TASK DESCRIPTION:
Copy out every item below, changing each "drop a dot" to "place a marker" and keeping everything else the same.

(Point annotation dataset items)
begin
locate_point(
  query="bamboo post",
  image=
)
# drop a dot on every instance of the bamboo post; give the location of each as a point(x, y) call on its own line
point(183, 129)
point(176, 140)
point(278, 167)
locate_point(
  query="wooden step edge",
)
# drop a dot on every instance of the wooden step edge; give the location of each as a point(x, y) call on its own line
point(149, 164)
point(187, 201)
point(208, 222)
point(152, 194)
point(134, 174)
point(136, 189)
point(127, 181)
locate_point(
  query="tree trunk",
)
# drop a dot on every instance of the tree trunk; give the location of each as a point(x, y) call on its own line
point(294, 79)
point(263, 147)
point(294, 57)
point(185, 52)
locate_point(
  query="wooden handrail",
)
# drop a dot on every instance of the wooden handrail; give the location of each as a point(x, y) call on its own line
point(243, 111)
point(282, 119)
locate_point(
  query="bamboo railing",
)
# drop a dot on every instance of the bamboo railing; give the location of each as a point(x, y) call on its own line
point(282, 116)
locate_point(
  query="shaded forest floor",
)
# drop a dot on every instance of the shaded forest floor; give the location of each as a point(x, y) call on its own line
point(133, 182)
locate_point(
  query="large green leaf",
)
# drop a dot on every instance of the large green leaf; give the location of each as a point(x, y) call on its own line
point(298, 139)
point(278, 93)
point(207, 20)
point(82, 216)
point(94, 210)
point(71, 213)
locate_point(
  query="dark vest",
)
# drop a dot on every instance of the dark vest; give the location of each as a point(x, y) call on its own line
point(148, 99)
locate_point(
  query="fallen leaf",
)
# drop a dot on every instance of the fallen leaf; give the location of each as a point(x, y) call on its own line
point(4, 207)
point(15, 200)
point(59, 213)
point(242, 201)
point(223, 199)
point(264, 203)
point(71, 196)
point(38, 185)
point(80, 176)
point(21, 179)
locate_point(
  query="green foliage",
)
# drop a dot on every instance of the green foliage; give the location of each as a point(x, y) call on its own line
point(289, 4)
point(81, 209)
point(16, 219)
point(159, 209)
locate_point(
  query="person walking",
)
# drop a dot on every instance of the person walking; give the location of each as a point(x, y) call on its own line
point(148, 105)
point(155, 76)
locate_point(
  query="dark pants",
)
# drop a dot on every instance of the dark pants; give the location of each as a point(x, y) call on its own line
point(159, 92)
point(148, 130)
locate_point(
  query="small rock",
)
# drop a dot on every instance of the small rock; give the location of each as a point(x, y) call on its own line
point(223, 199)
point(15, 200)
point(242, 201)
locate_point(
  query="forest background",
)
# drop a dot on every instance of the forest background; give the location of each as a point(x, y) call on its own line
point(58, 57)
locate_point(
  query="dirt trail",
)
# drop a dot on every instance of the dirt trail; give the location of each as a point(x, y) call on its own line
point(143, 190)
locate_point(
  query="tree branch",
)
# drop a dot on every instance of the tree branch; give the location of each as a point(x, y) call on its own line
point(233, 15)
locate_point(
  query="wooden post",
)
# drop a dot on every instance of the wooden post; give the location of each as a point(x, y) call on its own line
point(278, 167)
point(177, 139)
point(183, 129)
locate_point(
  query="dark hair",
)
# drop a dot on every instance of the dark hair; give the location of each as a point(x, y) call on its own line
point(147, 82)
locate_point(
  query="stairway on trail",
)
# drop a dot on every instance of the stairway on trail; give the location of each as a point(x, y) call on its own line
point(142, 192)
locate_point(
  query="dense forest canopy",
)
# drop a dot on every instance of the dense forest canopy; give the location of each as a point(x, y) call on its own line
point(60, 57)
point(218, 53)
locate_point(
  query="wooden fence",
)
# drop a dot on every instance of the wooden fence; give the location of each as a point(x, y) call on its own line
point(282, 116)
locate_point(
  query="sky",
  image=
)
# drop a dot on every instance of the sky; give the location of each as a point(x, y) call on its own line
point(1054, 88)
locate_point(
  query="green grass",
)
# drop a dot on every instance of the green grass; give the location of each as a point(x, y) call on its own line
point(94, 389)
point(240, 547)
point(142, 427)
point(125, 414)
end
EXERCISE SOLUTION:
locate_point(
  query="bamboo post",
  image=
)
# place a marker on every instance of the bamboo post; give the location of each as a point(x, y) call on its own line
point(183, 129)
point(176, 140)
point(278, 167)
locate_point(
  query="wooden step edge",
)
# place a marker on every instance of the wooden step edge; give the location of each as a point(x, y) call on its own line
point(149, 164)
point(187, 201)
point(208, 222)
point(152, 194)
point(134, 174)
point(136, 189)
point(127, 181)
locate_point(
  query="tree trunk",
)
# place a marker on every instance of the tree trunk; give the location of each as a point(x, y) call on its own line
point(294, 79)
point(263, 147)
point(294, 57)
point(185, 52)
locate_point(
  query="wooden handrail",
)
# place a marker on every instance of the wooden handrail; give the location of each as a point(x, y) call on its own line
point(243, 111)
point(282, 119)
locate_point(
  query="bamboo railing",
)
# place a marker on every instance of the bamboo railing; give the location of each as a point(x, y) call on its own line
point(282, 116)
locate_point(
  query="shaded forest floor",
)
# place a marker on every instance of the shaded forest floor; give the location of each as a point(x, y) call on its own line
point(133, 182)
locate_point(
  query="large green leaf",
)
# place a marker on every instance of the large green leaf; give the location of each as a point(x, y) call on its own line
point(298, 139)
point(278, 93)
point(207, 20)
point(82, 216)
point(94, 210)
point(71, 213)
locate_point(
  query="dark vest",
)
# place a marker on every instance of the dark vest; give the location of each as a point(x, y) call on its own line
point(148, 99)
locate_point(
  query="fallen leaf",
)
# place a marker on every instance of the fallen leaf; give the location of each as a point(x, y) call on its own line
point(4, 207)
point(15, 200)
point(59, 213)
point(242, 201)
point(223, 199)
point(264, 203)
point(71, 196)
point(38, 185)
point(80, 176)
point(21, 179)
locate_point(
  query="green foliage",
)
# place a marker on every instance of the green foliage; give the location of each as a point(x, y) call on its own line
point(289, 4)
point(81, 209)
point(16, 219)
point(159, 209)
locate_point(
  query="person walking",
)
# place a marker on every instance of the person walking; give the location of each as a point(x, y) call on its own line
point(148, 105)
point(155, 76)
locate_point(
  query="dark pants",
)
# place a marker on every instance of the dark pants; give the location of each as a point(x, y) call on its own line
point(159, 92)
point(148, 130)
locate_point(
  query="small rock",
)
# place a marker on every instance of the small rock; give the location of each as a point(x, y) call on its own line
point(223, 199)
point(15, 200)
point(242, 201)
locate_point(
  query="forest background",
)
# place a marker on every instance of the forest background; give the location of each as a point(x, y) call on its own line
point(58, 57)
locate_point(
  query="dirt trail",
)
# place a marker on every instance of the dirt trail; give the location of each as a point(x, y) call on its own line
point(143, 190)
locate_point(
  query="tree branch",
)
# place a marker on every instance of the tree branch; give the location of each as a point(x, y) call on its own line
point(233, 15)
locate_point(
  query="wooden post",
)
# place a marker on every instance of the wooden post; give the location of each as a point(x, y) call on its own line
point(278, 167)
point(177, 139)
point(183, 129)
locate_point(
  query="dark hair",
)
# place a marker on every instance of the dark hair; give the location of each as a point(x, y) call on its own line
point(147, 82)
locate_point(
  query="stairway on trail",
)
# place a marker on every instance of the stairway on trail; give the location of each as a point(x, y) call on its own line
point(142, 192)
locate_point(
  query="dense forest canopy",
)
# place a marker on every instance of the dense forest canopy; give the location of each as a point(x, y) call on its own line
point(60, 57)
point(218, 53)
locate_point(
  query="wooden fence",
)
# place a marker on every instance of the wooden fence; give the location of each as a point(x, y) call on its own line
point(282, 116)
locate_point(
  query="sky",
  image=
)
# place a marker on every instance of the sky; give the location of each as a point(x, y) call on its own line
point(1054, 88)
locate_point(
  query="green grass",
)
# place a marker on every instance of the green grass; give the location of each as a point(x, y) call on its own line
point(94, 389)
point(240, 547)
point(142, 427)
point(125, 414)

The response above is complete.